**Your goal:** Show each line of the listing below that contains the string "task". Treat case as significant.
::: Entries
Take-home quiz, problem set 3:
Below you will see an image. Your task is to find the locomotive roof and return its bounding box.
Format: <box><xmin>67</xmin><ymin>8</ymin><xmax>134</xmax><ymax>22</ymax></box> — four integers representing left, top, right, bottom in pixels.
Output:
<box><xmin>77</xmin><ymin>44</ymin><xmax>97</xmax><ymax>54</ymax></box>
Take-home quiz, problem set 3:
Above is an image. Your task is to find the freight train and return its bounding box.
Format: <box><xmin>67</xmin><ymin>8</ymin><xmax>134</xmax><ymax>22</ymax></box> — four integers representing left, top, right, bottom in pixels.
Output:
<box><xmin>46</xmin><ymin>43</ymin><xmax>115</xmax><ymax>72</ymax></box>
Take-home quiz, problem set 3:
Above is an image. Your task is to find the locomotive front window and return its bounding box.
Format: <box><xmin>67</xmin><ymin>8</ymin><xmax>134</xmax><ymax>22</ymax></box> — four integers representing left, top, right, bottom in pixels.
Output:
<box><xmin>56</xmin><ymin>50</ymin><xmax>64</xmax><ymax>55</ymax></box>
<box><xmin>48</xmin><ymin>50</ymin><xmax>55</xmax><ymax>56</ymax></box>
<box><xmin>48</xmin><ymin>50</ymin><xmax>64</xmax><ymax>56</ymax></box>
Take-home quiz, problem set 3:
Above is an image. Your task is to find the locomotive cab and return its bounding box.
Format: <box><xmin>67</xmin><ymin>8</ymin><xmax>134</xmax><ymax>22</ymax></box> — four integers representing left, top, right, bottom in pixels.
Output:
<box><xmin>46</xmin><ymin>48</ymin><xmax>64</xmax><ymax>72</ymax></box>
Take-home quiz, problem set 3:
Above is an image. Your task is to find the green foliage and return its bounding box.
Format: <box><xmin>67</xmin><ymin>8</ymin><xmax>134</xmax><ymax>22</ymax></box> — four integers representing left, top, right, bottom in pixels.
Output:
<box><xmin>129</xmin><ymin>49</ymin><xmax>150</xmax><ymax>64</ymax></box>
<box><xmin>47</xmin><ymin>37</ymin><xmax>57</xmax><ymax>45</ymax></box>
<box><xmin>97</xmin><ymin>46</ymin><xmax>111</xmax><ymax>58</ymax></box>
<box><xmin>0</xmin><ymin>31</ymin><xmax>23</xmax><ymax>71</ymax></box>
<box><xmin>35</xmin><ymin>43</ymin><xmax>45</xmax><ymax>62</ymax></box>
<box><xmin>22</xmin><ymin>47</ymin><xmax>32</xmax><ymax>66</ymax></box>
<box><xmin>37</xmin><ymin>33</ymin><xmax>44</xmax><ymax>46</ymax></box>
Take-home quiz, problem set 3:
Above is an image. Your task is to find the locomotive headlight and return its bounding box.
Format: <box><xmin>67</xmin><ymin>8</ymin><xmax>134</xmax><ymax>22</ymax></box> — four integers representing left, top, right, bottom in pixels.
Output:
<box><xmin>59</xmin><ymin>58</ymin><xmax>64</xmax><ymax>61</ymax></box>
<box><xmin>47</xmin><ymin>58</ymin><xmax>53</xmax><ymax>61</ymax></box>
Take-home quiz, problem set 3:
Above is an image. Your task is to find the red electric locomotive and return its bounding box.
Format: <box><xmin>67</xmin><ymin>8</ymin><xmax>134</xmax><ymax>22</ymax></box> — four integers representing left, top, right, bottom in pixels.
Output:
::::::
::: Entries
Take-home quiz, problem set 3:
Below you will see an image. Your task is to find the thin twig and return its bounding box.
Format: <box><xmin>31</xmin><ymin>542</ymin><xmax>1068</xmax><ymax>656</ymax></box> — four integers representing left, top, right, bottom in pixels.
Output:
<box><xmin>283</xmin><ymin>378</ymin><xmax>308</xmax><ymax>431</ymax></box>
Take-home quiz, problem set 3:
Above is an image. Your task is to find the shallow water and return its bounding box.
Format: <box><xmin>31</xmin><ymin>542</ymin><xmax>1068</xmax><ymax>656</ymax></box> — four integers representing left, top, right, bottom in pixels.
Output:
::::::
**Response:**
Below you will see an image. Your task is to find the locomotive roof and return its bounding box.
Above is an image. Your task is to find the freight train and return its bounding box.
Above is an image. Your task is to find the locomotive front window and return its bounding box.
Above is an image. Your task is to find the locomotive cab and return its bounding box.
Above is an image. Your task is to find the green foliage and return its bounding box.
Above is an image. Your task is to find the locomotive headlight and return its bounding box.
Above is an image. Your task is to find the red electric locomotive and return its bounding box.
Below you will see an image. Your task is to find the thin twig and return its bounding box.
Above is an image. Your task is to find the shallow water and return its bounding box.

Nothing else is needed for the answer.